(Records for this task Opens)

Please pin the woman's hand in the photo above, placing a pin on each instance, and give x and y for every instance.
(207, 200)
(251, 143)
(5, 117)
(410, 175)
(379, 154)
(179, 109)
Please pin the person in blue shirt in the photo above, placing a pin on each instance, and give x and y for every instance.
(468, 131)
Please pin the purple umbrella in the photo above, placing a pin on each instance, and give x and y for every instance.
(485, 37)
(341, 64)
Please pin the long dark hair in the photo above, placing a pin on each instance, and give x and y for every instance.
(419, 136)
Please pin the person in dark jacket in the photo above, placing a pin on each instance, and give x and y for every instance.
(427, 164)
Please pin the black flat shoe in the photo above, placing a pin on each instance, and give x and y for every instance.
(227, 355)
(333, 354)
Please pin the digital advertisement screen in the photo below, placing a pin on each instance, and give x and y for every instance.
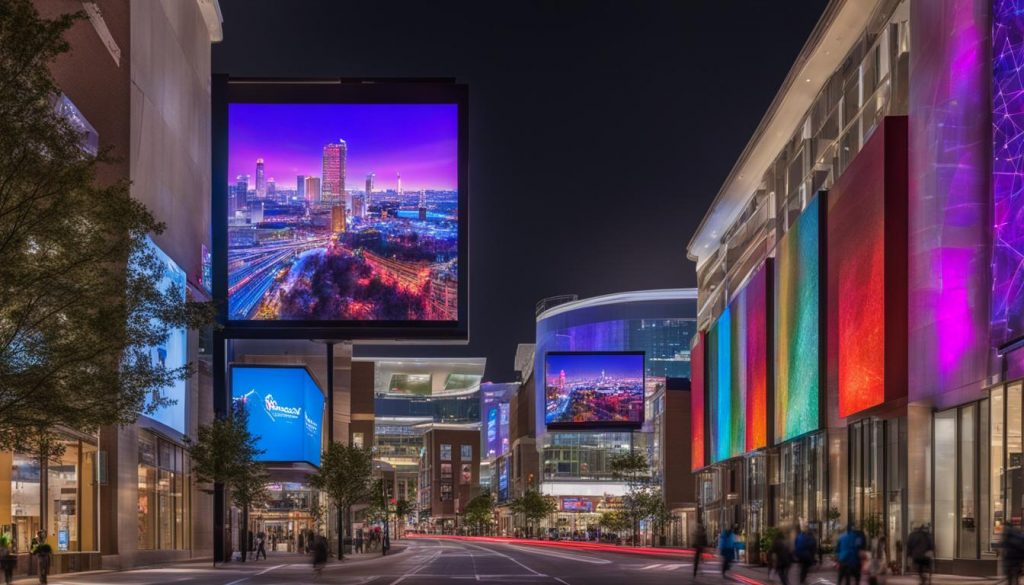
(343, 212)
(798, 324)
(594, 389)
(286, 411)
(172, 353)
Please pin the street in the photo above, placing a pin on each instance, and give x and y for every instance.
(423, 561)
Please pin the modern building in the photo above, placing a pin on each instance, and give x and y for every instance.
(859, 325)
(449, 474)
(126, 497)
(260, 179)
(312, 190)
(333, 175)
(574, 464)
(411, 397)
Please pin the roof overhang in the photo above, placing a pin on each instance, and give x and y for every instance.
(839, 29)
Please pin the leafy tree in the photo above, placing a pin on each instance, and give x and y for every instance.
(81, 304)
(225, 453)
(534, 507)
(345, 476)
(402, 509)
(480, 512)
(633, 468)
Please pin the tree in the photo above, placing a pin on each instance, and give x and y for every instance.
(345, 476)
(534, 507)
(480, 512)
(81, 301)
(633, 468)
(402, 509)
(225, 453)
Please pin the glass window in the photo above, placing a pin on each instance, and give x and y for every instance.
(996, 468)
(26, 479)
(968, 484)
(945, 484)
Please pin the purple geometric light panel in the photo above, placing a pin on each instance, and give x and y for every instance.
(1008, 170)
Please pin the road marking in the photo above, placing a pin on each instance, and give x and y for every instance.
(535, 550)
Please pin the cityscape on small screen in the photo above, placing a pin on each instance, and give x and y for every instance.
(343, 212)
(594, 388)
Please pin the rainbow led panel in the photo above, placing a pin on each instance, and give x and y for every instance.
(1008, 170)
(737, 376)
(798, 326)
(696, 403)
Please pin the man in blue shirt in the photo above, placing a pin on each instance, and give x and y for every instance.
(848, 552)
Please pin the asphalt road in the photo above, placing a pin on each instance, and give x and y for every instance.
(425, 561)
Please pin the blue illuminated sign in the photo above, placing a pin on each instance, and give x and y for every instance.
(286, 410)
(172, 353)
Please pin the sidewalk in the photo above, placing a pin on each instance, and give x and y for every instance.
(755, 575)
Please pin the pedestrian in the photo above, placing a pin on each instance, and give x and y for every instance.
(880, 560)
(7, 557)
(806, 551)
(920, 548)
(699, 543)
(782, 556)
(727, 549)
(848, 553)
(261, 545)
(44, 553)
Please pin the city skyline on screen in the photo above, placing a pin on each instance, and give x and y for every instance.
(343, 212)
(594, 388)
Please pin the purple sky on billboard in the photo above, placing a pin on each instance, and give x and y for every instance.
(420, 140)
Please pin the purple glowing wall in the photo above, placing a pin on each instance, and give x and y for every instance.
(1008, 170)
(949, 237)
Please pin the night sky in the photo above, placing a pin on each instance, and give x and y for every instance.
(600, 131)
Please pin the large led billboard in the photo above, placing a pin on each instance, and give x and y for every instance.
(799, 319)
(286, 411)
(594, 389)
(737, 371)
(867, 274)
(342, 207)
(172, 352)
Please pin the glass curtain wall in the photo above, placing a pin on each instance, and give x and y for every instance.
(163, 501)
(962, 494)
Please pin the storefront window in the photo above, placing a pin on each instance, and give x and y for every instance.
(997, 469)
(25, 499)
(162, 489)
(945, 484)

(Records for this task Closes)

Would you please output each record exactly, leaving the images out?

Please pin the woman's hand in the photo above, placing a pin on each instance, and give x and y for every instance.
(207, 200)
(251, 143)
(5, 117)
(410, 175)
(379, 154)
(179, 109)
Please pin the person in blue shirt in the photo above, placing a pin on each instance, and give x and y for every instance.
(468, 131)
Please pin the purple umbrella in the photo above, placing a pin on each instance, and give x and y for every instance.
(485, 37)
(341, 64)
Please pin the long dark hair in the photo above, placing a pin on each instance, and give x and y for every instance.
(419, 136)
Please pin the person in dark jacket in the photo above, placing a pin on each instance, and give x and y for every instance.
(427, 164)
Please pin the black flat shoe in the photo above, placing a pin on each instance, and give x and y for every instance.
(227, 355)
(333, 354)
Please pin the digital advertisement screen in the photo below, placing a pin on each instance, and give x and y for every instance.
(343, 212)
(798, 324)
(594, 389)
(286, 411)
(172, 353)
Please pin the street in the photo above, placing a pin on each instance, and give x and y for every instance.
(423, 561)
Please pin the modern building in the photo above, placing a pin on each instance, and give x and y for every instance.
(859, 325)
(449, 474)
(126, 497)
(260, 179)
(312, 190)
(333, 175)
(574, 464)
(411, 397)
Please pin the roof overhang in the photo above, placing a pin on each instance, and give x and y for every instance.
(839, 29)
Please pin the leafy tree in the photo above, placing a pin on each instance, and give x and y for every instance.
(81, 304)
(225, 453)
(534, 507)
(345, 476)
(402, 509)
(480, 512)
(633, 468)
Please pin the tree in the photo above, placing a pin on each instance, and give x and y for every instance.
(345, 476)
(534, 507)
(480, 512)
(81, 301)
(633, 468)
(402, 509)
(225, 453)
Please pin the glass window in the photo above, placing a pin on each instance, and give x and y for every instance.
(996, 468)
(26, 479)
(968, 484)
(945, 484)
Please pin the purple geometric light panel in the photo above, placing a pin on each instance, and give x and y for every instance.
(1008, 170)
Please pin the road marking in the photo above, placing a pin on each instance, and give x and y for every instance.
(535, 550)
Please pin the cityscape on small screen in the photo above, placing a pin on each instance, and give x and y for every instance.
(343, 212)
(594, 388)
Please pin the rainbow led panel in the photo above, placing a pin on each instance, and give x and y for every instance.
(1008, 170)
(737, 376)
(798, 326)
(696, 403)
Please pin the man in blue shirt in the photo above, placing a pin on each instance, and give x and y for every instance.
(848, 552)
Please pin the asphalt road in the photo above, placing a pin on each instance, and give x and y for every instance.
(425, 561)
Please pin the blue illuminated sign in the photo above, placing a pin on each instance, and give x and y for every instance.
(286, 410)
(172, 353)
Please pin the sidewalk in the photo above, placing a pin on each instance, and give x and y for every instance.
(755, 575)
Please pin the pedestrian in the photo above, placing a pin on each instance, and give x and y for every instance.
(880, 560)
(7, 557)
(806, 551)
(920, 548)
(699, 543)
(782, 556)
(727, 549)
(848, 553)
(261, 545)
(44, 553)
Please pin the city skyline on screen in the photo above, placing a pin on each instance, and give x and y for every instance.
(343, 212)
(594, 388)
Please pin the purple sky on billboard in the photo above, placing a pin on each instance, and give x and y for every instance.
(420, 140)
Please pin the purple glowing wall in the photo above, placing a pin on each instance, and give x and y for every instance.
(1008, 170)
(949, 237)
Please pin the night sky in the photo above, placing a pin on each instance, and give x and y for every instance.
(600, 131)
Please pin the large led billboard in the photo above, placing a pin on each instance, and give x and y for every instance.
(799, 319)
(286, 411)
(594, 389)
(737, 371)
(867, 274)
(342, 207)
(172, 352)
Please pin the glass curtain wall in the photo above, placing a pin on each instance, and give x and y for every instance.
(163, 501)
(962, 494)
Please pin the storefront window in the photo above, placing a pin on each instance, and give x and y for every instance.
(997, 469)
(25, 499)
(162, 489)
(945, 484)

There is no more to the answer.